## Source text
begin
CFSworks / nvml_fix

A workaround for an annoying bug in nVidia's NVML library. Allows nvidia-smi to work once more!
98 stars 19 forks source link

New driver version 325.15 #3

Closed arclance closed 5 years ago

arclance commented 11 years ago

The new stable driver 325.15 was released two days ago. Are any changes needed to use this fix with the new version other than specifying it's version at build time?

millecker commented 11 years ago

sudo make install TARGET_VER=325.15 PREFIX=/usr

nvidia-smi -q -a Mismatch in versions between nvidia-smi and NVML. Are you sure you are using nvidia-smi provided with the driver? Failed to properly shut down NVML: Function Not Found

How can we use it with the new driver 325.15? Thanks!

CFSworks commented 11 years ago

I just got back from vacation and upgraded my personal computer to 325.15... I'll work on a fix either today or tomorrow.

CFSworks commented 11 years ago

Works for me:

$ make clean $ sudo make install PREFIX=/usr TARGET_VER=325.15

Could you show me the output of "ls -l /usr/lib/libnvidia-ml*"? Maybe the symlinks got messed up.

millecker commented 11 years ago

$ make clean rm -f libnvidia-ml.so.1 rm -f libnvidia-ml.so.319.32

$ ls -l /usr/lib/libnvidia-ml* lrwxrwxrwx 1 root root 17 Aug 8 17:48 /usr/lib/libnvidia-ml.so -> libnvidia-ml.so.1 lrwxrwxrwx 1 root root 22 Aug 8 17:48 /usr/lib/libnvidia-ml.so.1 -> libnvidia-ml.so.325.15 -rwxr-xr-x 1 root root 550512 Aug 8 17:48 /usr/lib/libnvidia-ml.so.325.15

$ sudo make install PREFIX=/usr TARGET_VER=325.15 gcc -shared -fPIC empty.c -o libnvidia-ml.so.325.15 gcc -shared -fPIC -o libnvidia-ml.so.1 -DNVML_PATCH_319 -DNVML_VERSION=\"325.15\" libnvidia-ml.so.325.15 nvml_fix.c /usr/bin/install -D -Dm755 libnvidia-ml.so.1 /usr/lib/libnvidia-ml.so.1

$ ls -l /usr/lib/libnvidia-ml* lrwxrwxrwx 1 root root 17 Aug 8 17:48 /usr/lib/libnvidia-ml.so -> libnvidia-ml.so.1 -rwxr-xr-x 1 root root 12831 Aug 9 14:07 /usr/lib/libnvidia-ml.so.1 -rwxr-xr-x 1 root root 550512 Aug 8 17:48 /usr/lib/libnvidia-ml.so.325.15

$ nvidia-smi -q -a Failed to initialize NVML: Unknown Error Failed to properly shut down NVML: Function Not Found

Thanks!

arclance commented 11 years ago

@CFSworks That works for me as well.

@millecker Have you re-clone or updated the source on your computer since the build system update? If you have not doing that might help.
end
## Input records
begin
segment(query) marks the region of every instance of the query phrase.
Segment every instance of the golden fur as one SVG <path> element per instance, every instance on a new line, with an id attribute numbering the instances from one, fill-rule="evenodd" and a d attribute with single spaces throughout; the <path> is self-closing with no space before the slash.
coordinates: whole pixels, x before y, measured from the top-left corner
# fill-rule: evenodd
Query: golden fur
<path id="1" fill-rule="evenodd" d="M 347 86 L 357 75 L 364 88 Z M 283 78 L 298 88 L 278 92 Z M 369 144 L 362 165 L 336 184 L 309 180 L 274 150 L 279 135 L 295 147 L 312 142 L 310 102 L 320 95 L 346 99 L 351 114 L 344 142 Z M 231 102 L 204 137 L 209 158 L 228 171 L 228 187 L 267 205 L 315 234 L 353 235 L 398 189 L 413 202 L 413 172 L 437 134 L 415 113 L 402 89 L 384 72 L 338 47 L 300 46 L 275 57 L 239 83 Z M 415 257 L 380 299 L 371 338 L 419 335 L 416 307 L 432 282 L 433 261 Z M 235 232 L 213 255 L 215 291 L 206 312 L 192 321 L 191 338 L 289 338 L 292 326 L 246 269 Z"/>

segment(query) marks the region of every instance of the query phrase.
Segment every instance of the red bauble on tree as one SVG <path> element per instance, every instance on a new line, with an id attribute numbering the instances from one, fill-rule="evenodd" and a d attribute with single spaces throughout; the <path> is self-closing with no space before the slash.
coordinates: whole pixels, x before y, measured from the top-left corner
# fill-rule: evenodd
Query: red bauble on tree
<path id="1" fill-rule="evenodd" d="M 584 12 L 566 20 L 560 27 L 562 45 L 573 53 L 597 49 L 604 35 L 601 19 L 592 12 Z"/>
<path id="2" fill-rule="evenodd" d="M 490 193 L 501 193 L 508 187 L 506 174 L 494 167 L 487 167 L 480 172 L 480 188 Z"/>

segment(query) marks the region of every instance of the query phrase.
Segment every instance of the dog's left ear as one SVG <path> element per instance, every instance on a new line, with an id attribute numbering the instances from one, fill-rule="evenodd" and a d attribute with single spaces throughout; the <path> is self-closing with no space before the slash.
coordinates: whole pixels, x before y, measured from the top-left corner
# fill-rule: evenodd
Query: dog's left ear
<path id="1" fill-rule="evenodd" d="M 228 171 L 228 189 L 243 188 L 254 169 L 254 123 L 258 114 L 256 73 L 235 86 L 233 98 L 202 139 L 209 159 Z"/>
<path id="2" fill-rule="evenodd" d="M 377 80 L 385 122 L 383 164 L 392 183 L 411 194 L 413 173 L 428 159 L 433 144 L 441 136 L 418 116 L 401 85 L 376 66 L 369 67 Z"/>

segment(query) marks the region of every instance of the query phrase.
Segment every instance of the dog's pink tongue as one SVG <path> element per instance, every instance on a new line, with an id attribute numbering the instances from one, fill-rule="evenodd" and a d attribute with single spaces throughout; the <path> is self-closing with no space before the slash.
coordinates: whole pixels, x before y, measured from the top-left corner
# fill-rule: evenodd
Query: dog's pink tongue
end
## To do
(1) Rewrite the rows as a JSON list of strings, one string per line and blank lines omitted, beginning at the first line of the rows and ending with the line containing "490 193 L 501".
(2) Continue the forum thread about using the NVML workaround with driver 325.15 from the point where it stops.

## Outputs
(1)
[
  "segment(query) marks the region of every instance of the query phrase.",
  "Segment every instance of the golden fur as one SVG <path> element per instance, every instance on a new line, with an id attribute numbering the instances from one, fill-rule=\"evenodd\" and a d attribute with single spaces throughout; the <path> is self-closing with no space before the slash.",
  "coordinates: whole pixels, x before y, measured from the top-left corner",
  "# fill-rule: evenodd",
  "Query: golden fur",
  "<path id=\"1\" fill-rule=\"evenodd\" d=\"M 347 86 L 357 75 L 364 88 Z M 283 78 L 298 88 L 278 92 Z M 369 144 L 362 165 L 336 184 L 309 180 L 274 150 L 279 135 L 295 147 L 312 142 L 310 102 L 320 95 L 346 99 L 351 114 L 344 142 Z M 231 102 L 204 137 L 209 158 L 228 171 L 228 187 L 267 205 L 315 234 L 353 235 L 398 189 L 413 202 L 413 172 L 437 134 L 415 113 L 402 89 L 384 72 L 338 47 L 300 46 L 275 57 L 239 83 Z M 415 257 L 380 299 L 371 338 L 419 335 L 416 307 L 432 282 L 433 261 Z M 235 232 L 213 255 L 215 291 L 206 312 L 192 321 L 191 338 L 289 338 L 292 326 L 246 269 Z\"/>",
  "segment(query) marks the region of every instance of the query phrase.",
  "Segment every instance of the red bauble on tree as one SVG <path> element per instance, every instance on a new line, with an id attribute numbering the instances from one, fill-rule=\"evenodd\" and a d attribute with single spaces throughout; the <path> is self-closing with no space before the slash.",
  "coordinates: whole pixels, x before y, measured from the top-left corner",
  "# fill-rule: evenodd",
  "Query: red bauble on tree",
  "<path id=\"1\" fill-rule=\"evenodd\" d=\"M 584 12 L 566 20 L 560 27 L 562 45 L 573 53 L 597 49 L 604 35 L 601 19 L 592 12 Z\"/>",
  "<path id=\"2\" fill-rule=\"evenodd\" d=\"M 490 193 L 501 193 L 508 187 L 506 174 L 494 167 L 487 167 L 480 172 L 480 188 Z\"/>"
]

(2)
millecker commented 11 years ago

I tried it again with a fresh clone of your repository, but still same error:

$ nvidia-smi -q -a
Failed to initialize NVML: Unknown Error
Failed to properly shut down NVML: Function Not Found

And after a reboot I get following message:

$ nvidia-smi -a -q
Mismatch in versions between nvidia-smi and NVML.
Are you sure you are using nvidia-smi provided with the driver?
Failed to properly shut down NVML: Function Not Found
baoboa commented 11 years ago

work for me with 325.15 ( fedora19 64bit kernel 3.10 + nvidia 325.15 )

fast and dirty ( without install)

git clone https://github.com/CFSworks/nvml_fix.git cd nvml_fix make TARGET_VER=325.15 rm libnvidia-ml.so.325.15 export LD_LIBRARY_PATH=$PWD:$LD_LIBRARY_PATH nvidia-smi

thank for this patch

licaon-kter commented 11 years ago

getting

Failed to initialize NVML: Unknown Error Failed to properly shut down NVML: Function Not Found

too

/LE: deleting the generated libnvidia-ml.so.325.15 as @baoboa says and replacing it with the nVidia provided one fixes it; maybe you can rm libnvidia-ml.so.$(TARGET_VER) in the Makefile if the file is not actually needed?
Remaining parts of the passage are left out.